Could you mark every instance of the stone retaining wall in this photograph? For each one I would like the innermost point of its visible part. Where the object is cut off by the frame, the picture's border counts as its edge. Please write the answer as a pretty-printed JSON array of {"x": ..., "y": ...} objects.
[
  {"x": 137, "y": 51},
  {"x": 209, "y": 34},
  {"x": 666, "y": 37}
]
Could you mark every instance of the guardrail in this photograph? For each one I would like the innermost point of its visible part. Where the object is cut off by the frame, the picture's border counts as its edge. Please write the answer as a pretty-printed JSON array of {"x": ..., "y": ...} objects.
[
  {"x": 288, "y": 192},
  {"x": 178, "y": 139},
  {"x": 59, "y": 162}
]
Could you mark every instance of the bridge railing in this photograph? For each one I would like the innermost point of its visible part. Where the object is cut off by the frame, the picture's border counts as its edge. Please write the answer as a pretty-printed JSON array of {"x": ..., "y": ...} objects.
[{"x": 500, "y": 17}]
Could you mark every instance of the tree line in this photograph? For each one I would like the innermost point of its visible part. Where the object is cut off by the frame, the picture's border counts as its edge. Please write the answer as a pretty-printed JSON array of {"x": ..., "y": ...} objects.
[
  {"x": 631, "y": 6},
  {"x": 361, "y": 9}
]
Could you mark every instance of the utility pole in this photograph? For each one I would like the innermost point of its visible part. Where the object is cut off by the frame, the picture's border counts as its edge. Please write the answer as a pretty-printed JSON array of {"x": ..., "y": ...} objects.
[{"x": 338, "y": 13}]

__AIM OF THE TASK__. The answer is a portion of the data. Write out exactly the line with "Could you mark every instance of the bridge" and all lines after it.

__TASK RESULT__.
Could you mark every instance of the bridge railing in this photograph? For each one I would like the innermost point of its visible part. Where the object is cut off by the frame, the picture's border counts as its edge. Please write the answer as a pretty-printed JSON array of {"x": ..., "y": ...} objects.
[{"x": 500, "y": 17}]
Could you mark every instance of the tree line in this photograph? For each one I would like the innermost point of its visible part. Where the object is cut off by the frame, the picture's border counts as its edge. Please write the answer as a pretty-printed JSON array of {"x": ..., "y": ...} objects.
[
  {"x": 631, "y": 6},
  {"x": 361, "y": 9}
]
Could you mark every instance of the utility pole in this photograph? For each one I would like the innermost point of its visible part. Where the object is cut off by the frame, the picture's border counts as its edge. Please write the answer as a pretty-printed JSON array of {"x": ..., "y": ...} objects.
[{"x": 338, "y": 13}]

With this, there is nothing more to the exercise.